#### Text segment:
True, maybe I didnt explain my point very well. What I meant is that if you had equal hardware in a a Mac and a Windows based computer, they wouldnt perform the same. As such, I feel Macs need less powerful hardware to yield equal if not better performance.


----------



## SteveyG

GR33N said:


> True, maybe I didnt explain my point very well. What I meant is that if you had equal hardware in a a Mac and a Windows based computer, they wouldnt perform the same. As such, I feel Macs need less powerful hardware to yield equal if not better performance.


Not sure how true that is though as there are plenty of people on forums complaining about how slow their macbook is at opening applications, sometimes taking minutes to shut down. A lot of the perceived 'slowness' of the Windows OS tends to be people have filled up their hard drive or installed loads of applications in the background. The major downfall of Windows is using a file system which fragments files.



jamest said:


> Apple screens tend to be far better than the rubbish which are included in bundles by the likes of Dell/HP etc.


If you take a laptop of similar price though they seem to be quite comparable. The Dell XPS laptops at the same price point have high res screens. I think most people unfairly compare a cheapy laptop from a high street store with Macbooks.

#### Material shown:
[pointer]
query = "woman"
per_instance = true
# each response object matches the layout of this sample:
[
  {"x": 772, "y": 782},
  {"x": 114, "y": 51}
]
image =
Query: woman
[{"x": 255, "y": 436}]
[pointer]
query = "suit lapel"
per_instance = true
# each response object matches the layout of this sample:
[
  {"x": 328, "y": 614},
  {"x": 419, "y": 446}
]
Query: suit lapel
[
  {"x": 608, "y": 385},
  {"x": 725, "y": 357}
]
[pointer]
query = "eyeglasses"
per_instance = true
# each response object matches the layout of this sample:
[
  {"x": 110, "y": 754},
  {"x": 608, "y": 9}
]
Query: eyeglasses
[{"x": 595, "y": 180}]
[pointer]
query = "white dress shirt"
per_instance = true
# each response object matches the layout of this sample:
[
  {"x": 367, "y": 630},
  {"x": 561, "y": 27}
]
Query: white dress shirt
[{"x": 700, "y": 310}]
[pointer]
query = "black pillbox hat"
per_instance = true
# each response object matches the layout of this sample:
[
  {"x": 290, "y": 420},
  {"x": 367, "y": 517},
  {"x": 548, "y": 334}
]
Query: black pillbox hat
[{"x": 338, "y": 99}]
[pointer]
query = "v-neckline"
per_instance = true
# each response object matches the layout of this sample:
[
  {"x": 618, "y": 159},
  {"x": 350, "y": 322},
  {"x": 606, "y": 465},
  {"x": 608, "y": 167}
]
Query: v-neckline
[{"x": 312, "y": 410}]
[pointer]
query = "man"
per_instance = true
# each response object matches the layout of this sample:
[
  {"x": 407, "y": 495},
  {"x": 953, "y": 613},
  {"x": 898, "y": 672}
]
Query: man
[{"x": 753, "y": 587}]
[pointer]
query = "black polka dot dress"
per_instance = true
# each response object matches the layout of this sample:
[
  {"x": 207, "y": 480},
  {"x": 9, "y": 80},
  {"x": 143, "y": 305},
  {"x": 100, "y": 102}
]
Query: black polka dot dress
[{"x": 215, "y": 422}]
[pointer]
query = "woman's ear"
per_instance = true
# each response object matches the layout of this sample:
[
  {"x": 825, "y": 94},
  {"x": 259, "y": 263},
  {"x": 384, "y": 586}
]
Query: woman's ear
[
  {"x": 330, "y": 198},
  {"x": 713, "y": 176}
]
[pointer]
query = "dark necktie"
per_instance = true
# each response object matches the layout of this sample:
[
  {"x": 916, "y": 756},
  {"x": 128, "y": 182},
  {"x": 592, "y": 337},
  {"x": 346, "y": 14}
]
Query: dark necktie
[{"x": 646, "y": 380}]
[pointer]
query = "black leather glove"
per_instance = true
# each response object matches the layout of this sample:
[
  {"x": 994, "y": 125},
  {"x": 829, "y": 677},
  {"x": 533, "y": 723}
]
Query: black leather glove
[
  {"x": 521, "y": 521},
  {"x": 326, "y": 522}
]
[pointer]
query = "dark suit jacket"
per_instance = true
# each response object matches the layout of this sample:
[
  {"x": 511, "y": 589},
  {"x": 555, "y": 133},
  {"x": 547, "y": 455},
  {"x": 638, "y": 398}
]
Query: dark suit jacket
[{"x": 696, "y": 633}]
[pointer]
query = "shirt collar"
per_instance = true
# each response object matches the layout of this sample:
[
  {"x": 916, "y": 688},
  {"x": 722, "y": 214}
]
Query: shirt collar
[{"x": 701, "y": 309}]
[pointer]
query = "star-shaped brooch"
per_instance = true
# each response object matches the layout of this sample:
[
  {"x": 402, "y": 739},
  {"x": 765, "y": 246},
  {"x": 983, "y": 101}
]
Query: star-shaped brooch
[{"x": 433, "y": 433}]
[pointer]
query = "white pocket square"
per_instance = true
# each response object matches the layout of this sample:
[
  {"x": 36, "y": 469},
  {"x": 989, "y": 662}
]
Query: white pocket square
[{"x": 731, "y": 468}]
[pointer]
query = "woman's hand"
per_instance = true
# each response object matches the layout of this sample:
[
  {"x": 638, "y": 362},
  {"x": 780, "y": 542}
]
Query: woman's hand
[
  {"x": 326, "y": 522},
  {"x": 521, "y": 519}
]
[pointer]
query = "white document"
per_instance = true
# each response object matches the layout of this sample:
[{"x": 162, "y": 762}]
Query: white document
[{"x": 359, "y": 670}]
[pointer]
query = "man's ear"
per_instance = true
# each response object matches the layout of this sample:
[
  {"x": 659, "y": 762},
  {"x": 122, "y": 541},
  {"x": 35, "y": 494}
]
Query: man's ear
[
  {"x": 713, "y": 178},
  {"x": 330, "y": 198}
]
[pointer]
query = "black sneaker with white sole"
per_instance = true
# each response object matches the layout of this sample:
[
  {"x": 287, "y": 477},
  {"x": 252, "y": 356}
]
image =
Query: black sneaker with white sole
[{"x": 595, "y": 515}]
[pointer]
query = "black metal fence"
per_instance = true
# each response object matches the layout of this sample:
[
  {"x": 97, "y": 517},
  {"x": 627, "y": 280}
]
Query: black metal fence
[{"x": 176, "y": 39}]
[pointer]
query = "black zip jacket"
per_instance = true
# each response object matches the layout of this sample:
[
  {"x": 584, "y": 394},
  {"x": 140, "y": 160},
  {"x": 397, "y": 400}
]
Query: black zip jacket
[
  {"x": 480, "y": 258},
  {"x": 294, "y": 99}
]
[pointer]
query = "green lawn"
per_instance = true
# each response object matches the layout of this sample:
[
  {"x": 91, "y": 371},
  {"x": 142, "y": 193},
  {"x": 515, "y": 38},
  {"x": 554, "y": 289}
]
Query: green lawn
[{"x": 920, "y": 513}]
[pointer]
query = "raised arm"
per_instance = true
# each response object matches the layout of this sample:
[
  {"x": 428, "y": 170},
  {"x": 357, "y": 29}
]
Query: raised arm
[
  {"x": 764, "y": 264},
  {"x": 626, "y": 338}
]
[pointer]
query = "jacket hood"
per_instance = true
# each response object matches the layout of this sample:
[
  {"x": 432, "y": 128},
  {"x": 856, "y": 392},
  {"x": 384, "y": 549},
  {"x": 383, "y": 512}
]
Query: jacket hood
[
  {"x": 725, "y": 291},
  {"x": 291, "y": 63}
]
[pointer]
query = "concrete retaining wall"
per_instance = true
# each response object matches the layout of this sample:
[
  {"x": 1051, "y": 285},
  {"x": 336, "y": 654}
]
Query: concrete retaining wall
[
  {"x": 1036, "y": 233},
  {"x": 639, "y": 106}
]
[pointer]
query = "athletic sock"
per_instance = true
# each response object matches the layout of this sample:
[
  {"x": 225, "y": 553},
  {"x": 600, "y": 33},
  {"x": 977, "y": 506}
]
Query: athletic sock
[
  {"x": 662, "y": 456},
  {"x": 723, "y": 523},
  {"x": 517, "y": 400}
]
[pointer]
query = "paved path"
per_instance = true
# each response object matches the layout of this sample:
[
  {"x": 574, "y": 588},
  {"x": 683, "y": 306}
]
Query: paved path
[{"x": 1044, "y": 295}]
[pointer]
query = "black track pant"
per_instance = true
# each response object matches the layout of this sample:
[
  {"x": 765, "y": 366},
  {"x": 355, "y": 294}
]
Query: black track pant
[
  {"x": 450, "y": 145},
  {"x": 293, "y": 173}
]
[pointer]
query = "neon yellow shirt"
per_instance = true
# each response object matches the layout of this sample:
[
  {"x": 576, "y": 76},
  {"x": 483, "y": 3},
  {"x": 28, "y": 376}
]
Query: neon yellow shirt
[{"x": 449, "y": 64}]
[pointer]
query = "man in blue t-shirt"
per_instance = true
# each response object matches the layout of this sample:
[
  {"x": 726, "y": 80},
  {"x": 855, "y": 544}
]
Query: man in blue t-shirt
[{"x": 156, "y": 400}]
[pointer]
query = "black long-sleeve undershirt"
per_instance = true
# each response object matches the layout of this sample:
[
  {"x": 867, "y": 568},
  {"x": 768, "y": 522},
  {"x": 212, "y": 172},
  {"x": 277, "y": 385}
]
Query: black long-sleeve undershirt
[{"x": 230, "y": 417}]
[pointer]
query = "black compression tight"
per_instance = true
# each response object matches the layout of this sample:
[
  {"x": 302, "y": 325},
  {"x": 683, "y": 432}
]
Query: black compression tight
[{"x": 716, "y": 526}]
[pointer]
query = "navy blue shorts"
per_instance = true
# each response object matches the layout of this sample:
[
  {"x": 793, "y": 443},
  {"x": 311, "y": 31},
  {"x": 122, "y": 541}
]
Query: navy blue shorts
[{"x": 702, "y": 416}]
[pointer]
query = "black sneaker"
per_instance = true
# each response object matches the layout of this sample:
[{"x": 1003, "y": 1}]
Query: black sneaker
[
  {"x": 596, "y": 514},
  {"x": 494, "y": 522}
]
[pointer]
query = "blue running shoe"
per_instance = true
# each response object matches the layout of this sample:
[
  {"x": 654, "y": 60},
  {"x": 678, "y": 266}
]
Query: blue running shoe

#### Required actions:
1. In the forum thread, what does SteveyG name as the major downfall of Windows?
2. Please retype the forum thread from "Not sure how" up to and including "which fragments files.".
The rows come from a separate source unrelated to the forum thread.

#### Results:
1. Using a file system which fragments files.

2.
Not sure how true that is though as there are plenty of people on forums complaining about how slow their macbook is at opening applications, sometimes taking minutes to shut down. A lot of the perceived 'slowness' of the Windows OS tends to be people have filled up their hard drive or installed loads of applications in the background. The major downfall of Windows is using a file system which fragments files.